Excerpt from a dataset:
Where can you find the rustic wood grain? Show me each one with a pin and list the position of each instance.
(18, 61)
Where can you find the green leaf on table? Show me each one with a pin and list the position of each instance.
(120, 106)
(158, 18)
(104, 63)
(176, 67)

PROBLEM TO WORK ON
Copy out every row above, requests included, with each coordinate in the answers multiplied by 2.6 and rounded to a whole number, halves going up.

TASK SOLUTION
Where can you find the rustic wood grain? Show me each one with a pin and list the position of each instance.
(47, 159)
Where can you find the green leaf on table? Show me each one with a pin and list the position of each instance.
(312, 276)
(411, 47)
(270, 164)
(458, 174)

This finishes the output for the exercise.